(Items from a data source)
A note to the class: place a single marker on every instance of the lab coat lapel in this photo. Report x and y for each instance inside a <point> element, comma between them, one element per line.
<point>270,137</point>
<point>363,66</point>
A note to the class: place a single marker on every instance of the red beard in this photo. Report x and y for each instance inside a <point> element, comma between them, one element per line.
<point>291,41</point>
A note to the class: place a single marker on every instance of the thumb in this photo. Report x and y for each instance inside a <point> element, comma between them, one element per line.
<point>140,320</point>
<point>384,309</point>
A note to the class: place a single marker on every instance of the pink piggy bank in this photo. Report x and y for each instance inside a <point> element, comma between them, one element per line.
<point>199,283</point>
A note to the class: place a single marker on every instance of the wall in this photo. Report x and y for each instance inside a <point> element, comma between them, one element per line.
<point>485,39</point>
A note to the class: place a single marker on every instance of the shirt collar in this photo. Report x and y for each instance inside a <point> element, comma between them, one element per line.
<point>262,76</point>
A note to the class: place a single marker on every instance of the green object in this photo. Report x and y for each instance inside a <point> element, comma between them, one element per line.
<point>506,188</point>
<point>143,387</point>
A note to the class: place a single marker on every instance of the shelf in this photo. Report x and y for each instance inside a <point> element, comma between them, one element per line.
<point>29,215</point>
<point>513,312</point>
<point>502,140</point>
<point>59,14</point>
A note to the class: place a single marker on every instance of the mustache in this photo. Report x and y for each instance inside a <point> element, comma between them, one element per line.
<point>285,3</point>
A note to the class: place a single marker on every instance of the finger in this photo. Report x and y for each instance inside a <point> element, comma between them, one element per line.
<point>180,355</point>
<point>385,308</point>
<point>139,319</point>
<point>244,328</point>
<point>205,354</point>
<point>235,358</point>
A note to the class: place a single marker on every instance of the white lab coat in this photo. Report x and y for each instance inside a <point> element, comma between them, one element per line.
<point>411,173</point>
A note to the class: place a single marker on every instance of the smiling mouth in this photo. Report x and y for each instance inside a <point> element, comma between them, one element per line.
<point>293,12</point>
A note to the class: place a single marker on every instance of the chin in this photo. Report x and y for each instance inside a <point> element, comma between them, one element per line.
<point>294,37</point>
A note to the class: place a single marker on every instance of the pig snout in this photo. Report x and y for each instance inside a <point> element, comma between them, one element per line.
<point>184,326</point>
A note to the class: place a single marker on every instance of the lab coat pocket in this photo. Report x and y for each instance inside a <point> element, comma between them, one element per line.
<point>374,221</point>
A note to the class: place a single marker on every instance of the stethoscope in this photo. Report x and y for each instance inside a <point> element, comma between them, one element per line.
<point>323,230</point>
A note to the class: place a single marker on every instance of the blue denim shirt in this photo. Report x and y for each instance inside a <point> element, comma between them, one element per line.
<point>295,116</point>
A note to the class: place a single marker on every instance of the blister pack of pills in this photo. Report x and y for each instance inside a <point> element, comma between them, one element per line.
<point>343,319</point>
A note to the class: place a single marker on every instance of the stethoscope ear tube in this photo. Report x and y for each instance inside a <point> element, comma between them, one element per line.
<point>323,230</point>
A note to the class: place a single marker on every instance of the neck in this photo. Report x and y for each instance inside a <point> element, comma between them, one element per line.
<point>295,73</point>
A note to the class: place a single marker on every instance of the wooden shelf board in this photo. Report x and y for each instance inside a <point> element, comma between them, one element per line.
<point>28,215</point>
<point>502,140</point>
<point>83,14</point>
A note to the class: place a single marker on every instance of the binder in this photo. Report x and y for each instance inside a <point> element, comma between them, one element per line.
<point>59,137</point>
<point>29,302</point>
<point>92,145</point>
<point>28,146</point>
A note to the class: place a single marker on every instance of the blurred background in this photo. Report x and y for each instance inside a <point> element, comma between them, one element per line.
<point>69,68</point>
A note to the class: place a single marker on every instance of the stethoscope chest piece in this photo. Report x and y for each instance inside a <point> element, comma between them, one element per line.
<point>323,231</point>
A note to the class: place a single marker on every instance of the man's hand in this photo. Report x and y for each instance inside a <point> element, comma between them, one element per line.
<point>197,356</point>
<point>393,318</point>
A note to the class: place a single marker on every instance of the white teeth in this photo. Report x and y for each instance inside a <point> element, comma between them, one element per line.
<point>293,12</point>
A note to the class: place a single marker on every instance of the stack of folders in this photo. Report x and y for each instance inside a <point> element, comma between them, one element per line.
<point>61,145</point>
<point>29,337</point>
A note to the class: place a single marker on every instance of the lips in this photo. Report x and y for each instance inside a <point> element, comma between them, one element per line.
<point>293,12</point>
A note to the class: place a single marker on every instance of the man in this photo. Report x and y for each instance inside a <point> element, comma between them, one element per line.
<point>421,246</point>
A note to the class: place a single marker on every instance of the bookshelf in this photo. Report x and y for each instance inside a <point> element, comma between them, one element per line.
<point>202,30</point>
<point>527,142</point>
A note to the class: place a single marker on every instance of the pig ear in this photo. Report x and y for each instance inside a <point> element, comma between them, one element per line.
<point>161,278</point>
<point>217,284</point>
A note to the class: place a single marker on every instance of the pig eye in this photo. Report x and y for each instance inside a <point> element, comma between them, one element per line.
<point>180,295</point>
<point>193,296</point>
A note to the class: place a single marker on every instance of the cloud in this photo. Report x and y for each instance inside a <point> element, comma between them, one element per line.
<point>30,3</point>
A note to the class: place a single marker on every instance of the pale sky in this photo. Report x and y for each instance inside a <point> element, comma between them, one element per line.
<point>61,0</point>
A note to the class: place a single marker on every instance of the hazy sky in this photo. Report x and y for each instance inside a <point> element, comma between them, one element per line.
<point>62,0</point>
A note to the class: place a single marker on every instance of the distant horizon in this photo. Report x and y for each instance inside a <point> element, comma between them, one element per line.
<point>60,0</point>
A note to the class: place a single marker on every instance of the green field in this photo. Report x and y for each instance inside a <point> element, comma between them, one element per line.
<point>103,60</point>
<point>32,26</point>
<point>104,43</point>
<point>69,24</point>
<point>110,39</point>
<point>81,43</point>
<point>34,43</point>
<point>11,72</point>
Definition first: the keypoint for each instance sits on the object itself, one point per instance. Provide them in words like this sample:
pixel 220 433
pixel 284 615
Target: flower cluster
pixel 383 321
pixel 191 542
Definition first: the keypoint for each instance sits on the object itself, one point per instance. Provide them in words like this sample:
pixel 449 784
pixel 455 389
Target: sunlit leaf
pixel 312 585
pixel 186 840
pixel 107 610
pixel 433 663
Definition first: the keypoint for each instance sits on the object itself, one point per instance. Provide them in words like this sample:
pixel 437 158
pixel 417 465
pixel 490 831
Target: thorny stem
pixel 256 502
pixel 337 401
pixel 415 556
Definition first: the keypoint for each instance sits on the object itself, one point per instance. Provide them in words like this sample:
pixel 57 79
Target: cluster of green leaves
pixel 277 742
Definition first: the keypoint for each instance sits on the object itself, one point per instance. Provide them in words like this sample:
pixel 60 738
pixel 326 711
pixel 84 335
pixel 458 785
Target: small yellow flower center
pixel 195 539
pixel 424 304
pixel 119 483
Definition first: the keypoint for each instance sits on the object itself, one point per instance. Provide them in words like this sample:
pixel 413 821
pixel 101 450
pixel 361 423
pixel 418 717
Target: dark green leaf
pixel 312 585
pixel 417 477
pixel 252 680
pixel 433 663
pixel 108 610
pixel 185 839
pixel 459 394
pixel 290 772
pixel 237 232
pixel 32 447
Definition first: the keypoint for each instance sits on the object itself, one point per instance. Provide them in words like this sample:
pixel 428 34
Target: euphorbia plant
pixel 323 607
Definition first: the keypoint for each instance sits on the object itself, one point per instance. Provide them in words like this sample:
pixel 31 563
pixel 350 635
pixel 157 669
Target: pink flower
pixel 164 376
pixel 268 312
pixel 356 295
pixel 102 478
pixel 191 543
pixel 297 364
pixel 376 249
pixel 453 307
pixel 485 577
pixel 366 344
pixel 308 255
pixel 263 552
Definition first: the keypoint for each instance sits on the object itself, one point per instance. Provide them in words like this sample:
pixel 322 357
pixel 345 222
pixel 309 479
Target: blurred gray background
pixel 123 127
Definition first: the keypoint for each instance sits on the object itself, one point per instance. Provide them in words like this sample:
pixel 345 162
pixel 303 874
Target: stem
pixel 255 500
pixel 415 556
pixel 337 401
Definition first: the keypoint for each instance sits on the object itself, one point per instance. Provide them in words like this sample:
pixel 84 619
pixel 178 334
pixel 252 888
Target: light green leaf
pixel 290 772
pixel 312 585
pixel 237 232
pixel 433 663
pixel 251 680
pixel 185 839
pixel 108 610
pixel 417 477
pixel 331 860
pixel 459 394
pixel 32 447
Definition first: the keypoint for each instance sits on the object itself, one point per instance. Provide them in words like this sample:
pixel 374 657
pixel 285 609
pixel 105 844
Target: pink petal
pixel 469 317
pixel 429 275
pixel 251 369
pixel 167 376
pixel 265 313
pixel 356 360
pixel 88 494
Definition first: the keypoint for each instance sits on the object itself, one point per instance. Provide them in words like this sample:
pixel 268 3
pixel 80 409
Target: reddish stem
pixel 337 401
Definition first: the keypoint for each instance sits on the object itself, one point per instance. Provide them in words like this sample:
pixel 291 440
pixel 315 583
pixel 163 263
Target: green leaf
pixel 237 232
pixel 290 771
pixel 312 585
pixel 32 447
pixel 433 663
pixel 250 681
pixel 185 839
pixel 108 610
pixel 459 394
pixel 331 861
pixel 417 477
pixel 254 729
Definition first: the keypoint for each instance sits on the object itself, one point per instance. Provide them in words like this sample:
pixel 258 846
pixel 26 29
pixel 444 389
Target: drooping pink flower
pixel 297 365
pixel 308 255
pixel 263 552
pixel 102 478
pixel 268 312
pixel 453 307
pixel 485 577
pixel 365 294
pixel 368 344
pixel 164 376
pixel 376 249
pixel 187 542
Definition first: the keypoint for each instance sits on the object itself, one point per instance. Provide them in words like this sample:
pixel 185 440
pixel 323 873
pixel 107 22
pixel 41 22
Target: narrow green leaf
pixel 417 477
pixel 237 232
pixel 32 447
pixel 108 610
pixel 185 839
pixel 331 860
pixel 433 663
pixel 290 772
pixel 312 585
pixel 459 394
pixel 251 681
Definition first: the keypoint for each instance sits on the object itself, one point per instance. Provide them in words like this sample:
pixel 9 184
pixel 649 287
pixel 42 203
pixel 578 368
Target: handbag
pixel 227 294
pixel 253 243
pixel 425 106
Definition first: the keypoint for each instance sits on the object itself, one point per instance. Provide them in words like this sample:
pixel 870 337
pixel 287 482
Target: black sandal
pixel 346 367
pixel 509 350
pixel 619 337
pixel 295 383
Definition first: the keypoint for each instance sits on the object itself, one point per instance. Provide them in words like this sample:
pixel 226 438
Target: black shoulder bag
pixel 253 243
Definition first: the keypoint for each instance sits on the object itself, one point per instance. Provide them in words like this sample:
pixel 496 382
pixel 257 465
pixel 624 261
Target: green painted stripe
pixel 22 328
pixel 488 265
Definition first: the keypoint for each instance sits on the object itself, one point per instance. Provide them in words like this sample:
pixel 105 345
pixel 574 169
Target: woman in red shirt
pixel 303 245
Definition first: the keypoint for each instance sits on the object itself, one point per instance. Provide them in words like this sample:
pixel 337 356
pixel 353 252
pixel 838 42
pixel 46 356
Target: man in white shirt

## Task objective
Your reply should be an exact copy of every line from the line with "Target: green painted stripe" through the final line of the data, and nothing more.

## Exercise response
Target: green painted stripe
pixel 22 328
pixel 488 265
Definition first: the keypoint for each instance sits on the object itself, one point per instance. Provide them in words like this sample:
pixel 105 345
pixel 574 169
Target: woman in red shirt
pixel 303 245
Definition first: the keypoint for each instance sits on the object itself, one point per instance. Provide them in words like this sample:
pixel 337 356
pixel 353 252
pixel 838 42
pixel 46 356
Target: man in white shirt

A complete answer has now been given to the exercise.